— start —
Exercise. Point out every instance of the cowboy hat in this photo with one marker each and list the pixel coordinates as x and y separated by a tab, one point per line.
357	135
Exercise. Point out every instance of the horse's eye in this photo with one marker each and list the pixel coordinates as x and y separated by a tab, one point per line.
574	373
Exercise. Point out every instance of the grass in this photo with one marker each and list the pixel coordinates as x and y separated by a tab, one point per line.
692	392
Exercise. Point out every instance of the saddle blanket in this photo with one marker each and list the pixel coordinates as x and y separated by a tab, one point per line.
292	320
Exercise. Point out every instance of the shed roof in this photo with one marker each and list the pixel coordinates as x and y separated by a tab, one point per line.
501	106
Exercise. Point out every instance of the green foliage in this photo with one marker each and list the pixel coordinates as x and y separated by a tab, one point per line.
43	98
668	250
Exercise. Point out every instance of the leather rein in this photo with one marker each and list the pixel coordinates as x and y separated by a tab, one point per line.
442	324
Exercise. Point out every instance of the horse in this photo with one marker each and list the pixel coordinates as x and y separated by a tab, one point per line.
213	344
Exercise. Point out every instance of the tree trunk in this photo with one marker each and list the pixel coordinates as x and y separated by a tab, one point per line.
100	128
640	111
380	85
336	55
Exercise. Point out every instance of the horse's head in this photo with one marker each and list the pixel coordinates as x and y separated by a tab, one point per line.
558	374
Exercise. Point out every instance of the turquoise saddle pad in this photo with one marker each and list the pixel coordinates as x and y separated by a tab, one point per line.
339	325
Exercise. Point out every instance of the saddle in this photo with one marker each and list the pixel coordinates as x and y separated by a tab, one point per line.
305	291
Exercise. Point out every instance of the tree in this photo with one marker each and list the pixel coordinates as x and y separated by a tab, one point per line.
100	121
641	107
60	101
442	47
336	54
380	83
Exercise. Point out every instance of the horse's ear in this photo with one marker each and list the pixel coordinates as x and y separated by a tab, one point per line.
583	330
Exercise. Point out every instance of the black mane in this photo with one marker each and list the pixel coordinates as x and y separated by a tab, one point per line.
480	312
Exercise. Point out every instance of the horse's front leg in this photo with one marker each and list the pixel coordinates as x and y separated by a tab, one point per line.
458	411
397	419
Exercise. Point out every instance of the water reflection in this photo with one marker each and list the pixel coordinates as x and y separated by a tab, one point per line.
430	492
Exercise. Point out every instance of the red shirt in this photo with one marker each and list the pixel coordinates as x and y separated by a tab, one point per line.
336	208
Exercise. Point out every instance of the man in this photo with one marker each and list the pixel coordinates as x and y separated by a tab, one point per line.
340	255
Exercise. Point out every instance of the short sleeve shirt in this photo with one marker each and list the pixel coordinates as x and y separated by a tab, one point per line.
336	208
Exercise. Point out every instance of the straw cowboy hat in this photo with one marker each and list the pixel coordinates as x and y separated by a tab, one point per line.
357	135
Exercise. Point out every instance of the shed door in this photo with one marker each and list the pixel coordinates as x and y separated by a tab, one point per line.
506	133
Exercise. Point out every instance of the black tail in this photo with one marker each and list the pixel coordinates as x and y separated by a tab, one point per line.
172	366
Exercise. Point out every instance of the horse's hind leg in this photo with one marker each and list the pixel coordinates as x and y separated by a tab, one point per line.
— end —
Aim: Each line of the listing should be copied exactly.

Output:
Exercise. Point out every instance of the cowboy hat in this photo with one marker each and list the pixel coordinates as x and y separated by a tab, one point per line.
357	135
Exercise. Point out every instance of the horse's eye in this photo with one marker each and list the pixel coordinates as x and y separated by a tab, one point per line.
574	373
Exercise. Point out every instance of the grass in this photo with one marker each and list the pixel coordinates as x and y separated by a tab, one point per line.
692	392
Exercise. Point out every instance of the saddle blanket in this photo with one marker each and list the pixel coordinates as x and y separated by a tab, one point per line.
292	320
Exercise. Point out every instance of the shed roof in this photo with one marker each and list the pixel coordinates as x and y separated by a tab, one point per line.
501	106
Exercise. Point out every instance of the green foliage in this photo with one marker each and list the pixel coordinates as x and y separated by a tab, one point per line.
43	98
668	250
Exercise. Point out every instance of the leather rein in this photo with one marker each and list the pixel coordinates as x and y separated by a tab, one point per line.
442	324
Exercise. Point out every instance of the horse in this photo with one marker each and list the pixel coordinates as x and y separated by a tab, one point per line.
213	344
Exercise. Point out every instance of the tree trunk in this photo with one marker each and list the pixel coordinates as x and y separated by a tab, one point per line.
100	128
640	111
380	85
336	55
Exercise. Point out every instance of the horse's head in this photo with one marker each and list the pixel coordinates as x and y separated by a tab, one point per line.
558	374
Exercise. Point out every instance of the turquoise saddle pad in this photo with one marker each and list the pixel coordinates as x and y separated by a tab, one point per line.
339	325
Exercise. Point out every instance of the saddle in this photo with one marker each and list the pixel coordinates as x and y separated by a tab, one point per line.
305	291
Exercise. Point out every instance of the tree in this photo with one marker each and list the pixel coordinates as x and y separated by a tab, one point per line.
100	121
641	107
60	101
442	47
336	54
380	83
Exercise. Point out every instance of the horse's ear in this photo with one marker each and list the pixel coordinates as x and y separated by a tab, one point per line.
583	330
Exercise. Point out every instance of the black mane in this photo with one marker each and list the pixel coordinates as x and y separated by a tab, one point per line.
480	312
Exercise. Point out every instance of the horse's front leg in this photo with one marker each and list the pixel coordinates as x and y separated by a tab, one point per line.
458	411
397	419
Exercise. Point out every instance of the water reflection in this photo with one marker each and list the pixel coordinates as x and y separated by a tab, one point per line.
430	492
Exercise. Point out every instance of the red shirt in this photo with one marker each and list the pixel coordinates as x and y separated by a tab, one point per line.
336	208
Exercise. Point out every instance of the man in this photo with one marker each and list the pixel coordinates as x and y separated by a tab, one point per line.
340	255
Exercise. Point out every instance of the short sleeve shirt in this photo with one marker each and list the pixel coordinates as x and y separated by a tab, one point per line.
336	208
Exercise. Point out every instance of the straw cowboy hat in this photo with one marker each and list the pixel coordinates as x and y separated by a tab, one point per line.
357	135
Exercise. Point out every instance of the shed door in this photo with one marker each and list the pixel coordinates as x and y separated by a tab, one point per line.
506	133
Exercise. Point out every instance of the black tail in this photo with one marker each and list the pixel coordinates as x and y separated by a tab, one point per line.
172	366
Exercise. Point out every instance of the horse's hind leg in this photo with one marker each and list the pixel coordinates as x and y separated by a tab, one point per line.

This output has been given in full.